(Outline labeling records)
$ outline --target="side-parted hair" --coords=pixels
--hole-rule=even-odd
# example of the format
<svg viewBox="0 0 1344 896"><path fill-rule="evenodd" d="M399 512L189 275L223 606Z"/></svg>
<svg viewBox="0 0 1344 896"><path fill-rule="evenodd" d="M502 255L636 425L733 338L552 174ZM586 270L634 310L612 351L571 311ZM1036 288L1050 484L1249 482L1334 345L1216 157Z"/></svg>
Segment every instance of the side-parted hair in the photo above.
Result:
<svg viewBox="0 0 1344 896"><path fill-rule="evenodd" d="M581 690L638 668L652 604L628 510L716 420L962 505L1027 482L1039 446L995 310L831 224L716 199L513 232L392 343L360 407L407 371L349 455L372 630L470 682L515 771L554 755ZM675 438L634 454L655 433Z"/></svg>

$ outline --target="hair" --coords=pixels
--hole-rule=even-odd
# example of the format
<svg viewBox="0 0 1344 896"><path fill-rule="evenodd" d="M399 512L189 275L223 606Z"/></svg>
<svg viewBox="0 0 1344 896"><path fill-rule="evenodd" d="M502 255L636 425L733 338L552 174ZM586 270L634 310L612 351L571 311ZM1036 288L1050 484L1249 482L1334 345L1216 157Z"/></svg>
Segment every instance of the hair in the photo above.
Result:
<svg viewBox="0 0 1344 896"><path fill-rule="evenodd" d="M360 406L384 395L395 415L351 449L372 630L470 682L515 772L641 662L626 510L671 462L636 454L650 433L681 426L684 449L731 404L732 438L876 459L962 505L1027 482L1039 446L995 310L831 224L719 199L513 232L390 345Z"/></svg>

## [REQUEST]
Recast all of the material above as a Markdown table with the columns Row and Line, giving each line its own numbered row and leaving out blank lines.

## [SOLUTION FOR THIS EXERCISE]
| Row | Line |
|---|---|
| 1 | $ outline --target="side-parted hair" --coords=pixels |
| 2 | --hole-rule=even-odd |
| 3 | # example of the format |
| 4 | <svg viewBox="0 0 1344 896"><path fill-rule="evenodd" d="M399 512L189 275L223 606Z"/></svg> |
| 5 | <svg viewBox="0 0 1344 896"><path fill-rule="evenodd" d="M502 255L636 425L733 338L552 174ZM586 270L634 310L612 351L571 311ZM1036 288L1050 484L1249 482L1334 345L1216 157Z"/></svg> |
| 6 | Segment every instance of the side-parted hair in the photo above. |
| 7 | Result: |
| 8 | <svg viewBox="0 0 1344 896"><path fill-rule="evenodd" d="M581 690L638 668L652 604L628 510L716 420L962 505L1027 482L1039 446L995 310L831 224L716 199L513 232L392 343L360 407L407 371L349 455L372 630L470 682L515 771L554 755ZM675 438L634 454L655 433Z"/></svg> |
| 9 | $ outline --target="hair" --coords=pixels |
| 10 | --hole-rule=even-odd |
| 11 | # example of the format |
| 12 | <svg viewBox="0 0 1344 896"><path fill-rule="evenodd" d="M399 512L189 275L223 606Z"/></svg> |
| 13 | <svg viewBox="0 0 1344 896"><path fill-rule="evenodd" d="M502 255L636 425L733 338L552 174ZM586 270L634 310L612 351L571 311ZM1036 288L1050 484L1249 482L1334 345L1216 157Z"/></svg> |
| 14 | Segment every instance of the hair in the photo above. |
| 15 | Result: |
| 16 | <svg viewBox="0 0 1344 896"><path fill-rule="evenodd" d="M360 406L384 395L395 415L351 449L372 630L470 682L515 772L641 662L626 510L671 462L636 454L650 433L681 426L684 449L731 404L732 438L876 459L962 505L1027 482L1039 446L995 310L831 224L719 199L513 232L390 345Z"/></svg> |